## What you are asked to do
Please return every line from the entries that has the string "hard" in it.
___ Listed entries
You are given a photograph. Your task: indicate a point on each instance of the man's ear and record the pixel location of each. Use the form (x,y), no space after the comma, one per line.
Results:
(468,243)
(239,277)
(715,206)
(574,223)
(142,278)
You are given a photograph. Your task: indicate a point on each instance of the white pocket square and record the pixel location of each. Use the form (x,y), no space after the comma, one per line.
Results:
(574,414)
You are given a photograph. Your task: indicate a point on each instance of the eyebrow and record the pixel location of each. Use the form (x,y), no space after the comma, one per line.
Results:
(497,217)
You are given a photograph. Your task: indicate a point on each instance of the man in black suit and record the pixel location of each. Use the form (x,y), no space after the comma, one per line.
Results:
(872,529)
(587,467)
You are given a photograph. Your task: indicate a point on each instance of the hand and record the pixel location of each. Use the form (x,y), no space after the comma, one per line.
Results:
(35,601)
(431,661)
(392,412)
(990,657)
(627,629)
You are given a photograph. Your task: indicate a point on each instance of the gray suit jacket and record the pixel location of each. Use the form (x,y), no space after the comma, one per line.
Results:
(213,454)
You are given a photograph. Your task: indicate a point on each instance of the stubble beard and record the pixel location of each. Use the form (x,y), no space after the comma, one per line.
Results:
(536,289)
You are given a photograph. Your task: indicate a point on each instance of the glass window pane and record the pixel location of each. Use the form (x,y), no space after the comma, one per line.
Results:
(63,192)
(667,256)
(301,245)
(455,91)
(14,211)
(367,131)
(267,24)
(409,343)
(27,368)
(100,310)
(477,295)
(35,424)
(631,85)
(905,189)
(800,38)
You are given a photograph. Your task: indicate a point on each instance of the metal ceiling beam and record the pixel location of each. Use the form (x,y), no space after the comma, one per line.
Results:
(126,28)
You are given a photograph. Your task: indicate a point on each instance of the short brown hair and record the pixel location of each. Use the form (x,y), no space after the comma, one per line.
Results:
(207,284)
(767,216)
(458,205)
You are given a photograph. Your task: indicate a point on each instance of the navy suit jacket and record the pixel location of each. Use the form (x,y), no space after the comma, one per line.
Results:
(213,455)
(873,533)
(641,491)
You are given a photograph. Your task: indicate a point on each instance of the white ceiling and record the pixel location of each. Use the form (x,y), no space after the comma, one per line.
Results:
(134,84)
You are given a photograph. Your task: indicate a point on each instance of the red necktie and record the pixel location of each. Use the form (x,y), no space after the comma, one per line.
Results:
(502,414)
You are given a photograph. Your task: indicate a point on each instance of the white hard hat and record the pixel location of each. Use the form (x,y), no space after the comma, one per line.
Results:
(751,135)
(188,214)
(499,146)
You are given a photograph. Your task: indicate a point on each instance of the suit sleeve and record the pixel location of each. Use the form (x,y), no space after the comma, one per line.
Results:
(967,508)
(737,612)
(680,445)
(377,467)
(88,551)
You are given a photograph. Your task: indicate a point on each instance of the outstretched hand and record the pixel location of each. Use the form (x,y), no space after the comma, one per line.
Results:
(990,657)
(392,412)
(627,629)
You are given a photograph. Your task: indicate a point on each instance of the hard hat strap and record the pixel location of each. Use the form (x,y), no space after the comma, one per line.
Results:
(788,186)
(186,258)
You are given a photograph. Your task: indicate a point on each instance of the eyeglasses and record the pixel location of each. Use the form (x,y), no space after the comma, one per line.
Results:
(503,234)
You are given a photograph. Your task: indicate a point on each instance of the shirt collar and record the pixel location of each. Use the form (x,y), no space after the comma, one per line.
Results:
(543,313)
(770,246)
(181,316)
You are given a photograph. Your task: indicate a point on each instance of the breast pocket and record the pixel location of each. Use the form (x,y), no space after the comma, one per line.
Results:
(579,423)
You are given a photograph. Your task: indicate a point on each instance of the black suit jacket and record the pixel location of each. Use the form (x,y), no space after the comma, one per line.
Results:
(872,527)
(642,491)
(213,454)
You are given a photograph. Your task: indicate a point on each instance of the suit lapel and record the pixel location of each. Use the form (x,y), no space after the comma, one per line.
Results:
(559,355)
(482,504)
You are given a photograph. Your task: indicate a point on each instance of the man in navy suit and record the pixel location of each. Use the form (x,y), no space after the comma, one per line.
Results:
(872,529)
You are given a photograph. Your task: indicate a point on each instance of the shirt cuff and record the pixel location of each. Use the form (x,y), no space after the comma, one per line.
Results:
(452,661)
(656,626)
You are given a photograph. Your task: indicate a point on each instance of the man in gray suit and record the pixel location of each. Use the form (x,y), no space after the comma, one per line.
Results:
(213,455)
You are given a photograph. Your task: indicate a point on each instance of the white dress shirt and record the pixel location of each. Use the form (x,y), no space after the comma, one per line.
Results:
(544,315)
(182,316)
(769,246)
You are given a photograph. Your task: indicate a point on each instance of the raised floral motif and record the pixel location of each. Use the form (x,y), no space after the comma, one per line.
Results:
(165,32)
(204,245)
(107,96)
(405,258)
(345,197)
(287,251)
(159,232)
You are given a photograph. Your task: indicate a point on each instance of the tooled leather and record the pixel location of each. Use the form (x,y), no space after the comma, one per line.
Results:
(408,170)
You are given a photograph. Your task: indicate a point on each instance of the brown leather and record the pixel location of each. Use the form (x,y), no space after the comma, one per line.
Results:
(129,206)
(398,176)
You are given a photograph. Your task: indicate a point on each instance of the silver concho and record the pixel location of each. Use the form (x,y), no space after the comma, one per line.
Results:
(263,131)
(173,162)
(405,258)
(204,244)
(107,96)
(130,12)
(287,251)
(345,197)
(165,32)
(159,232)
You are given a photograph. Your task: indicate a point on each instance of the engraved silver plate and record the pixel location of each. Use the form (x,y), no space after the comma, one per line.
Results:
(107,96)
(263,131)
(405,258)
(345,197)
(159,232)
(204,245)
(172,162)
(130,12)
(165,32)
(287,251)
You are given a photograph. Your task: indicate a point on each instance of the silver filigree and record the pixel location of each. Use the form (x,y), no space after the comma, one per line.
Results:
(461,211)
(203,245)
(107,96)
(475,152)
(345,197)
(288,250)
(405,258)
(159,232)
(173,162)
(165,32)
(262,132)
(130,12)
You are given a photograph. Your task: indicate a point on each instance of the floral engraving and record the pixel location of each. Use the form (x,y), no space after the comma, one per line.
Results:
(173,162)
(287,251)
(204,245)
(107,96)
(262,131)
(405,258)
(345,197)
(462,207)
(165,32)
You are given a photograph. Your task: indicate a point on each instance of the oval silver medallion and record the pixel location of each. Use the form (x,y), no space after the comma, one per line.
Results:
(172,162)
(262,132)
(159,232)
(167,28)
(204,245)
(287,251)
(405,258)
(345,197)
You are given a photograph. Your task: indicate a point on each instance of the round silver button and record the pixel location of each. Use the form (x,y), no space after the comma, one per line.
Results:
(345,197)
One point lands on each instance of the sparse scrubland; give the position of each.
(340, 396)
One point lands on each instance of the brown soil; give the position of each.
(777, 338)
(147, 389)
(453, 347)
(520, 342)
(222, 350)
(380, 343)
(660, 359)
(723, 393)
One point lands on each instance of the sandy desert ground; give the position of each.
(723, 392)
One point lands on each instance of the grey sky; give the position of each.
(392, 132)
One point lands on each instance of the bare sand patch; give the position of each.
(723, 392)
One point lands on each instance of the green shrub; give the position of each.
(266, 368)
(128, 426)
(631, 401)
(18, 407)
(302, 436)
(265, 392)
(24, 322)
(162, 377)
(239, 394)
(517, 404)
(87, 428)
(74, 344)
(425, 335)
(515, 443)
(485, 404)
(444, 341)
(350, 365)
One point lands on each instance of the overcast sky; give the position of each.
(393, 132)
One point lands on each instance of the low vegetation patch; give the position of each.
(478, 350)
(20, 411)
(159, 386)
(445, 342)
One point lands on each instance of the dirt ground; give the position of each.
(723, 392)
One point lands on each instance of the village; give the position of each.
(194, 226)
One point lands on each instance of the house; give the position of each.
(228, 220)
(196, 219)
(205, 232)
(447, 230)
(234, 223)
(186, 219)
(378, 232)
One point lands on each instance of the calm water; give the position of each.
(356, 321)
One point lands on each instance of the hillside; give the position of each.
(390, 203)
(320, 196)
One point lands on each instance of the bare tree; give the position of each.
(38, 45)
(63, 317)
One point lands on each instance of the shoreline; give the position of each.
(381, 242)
______
## Result
You are given a photograph. Your task: indicate a point on each instance of the white hard hat and record the pixel location of each. Use the form (x,y), no space after the comma, one per line.
You are given a photograph. Your task: indicate a point on each instance of the hard hat strap and record the pixel location of each. Use the form (x,y), no space after the comma, one per line.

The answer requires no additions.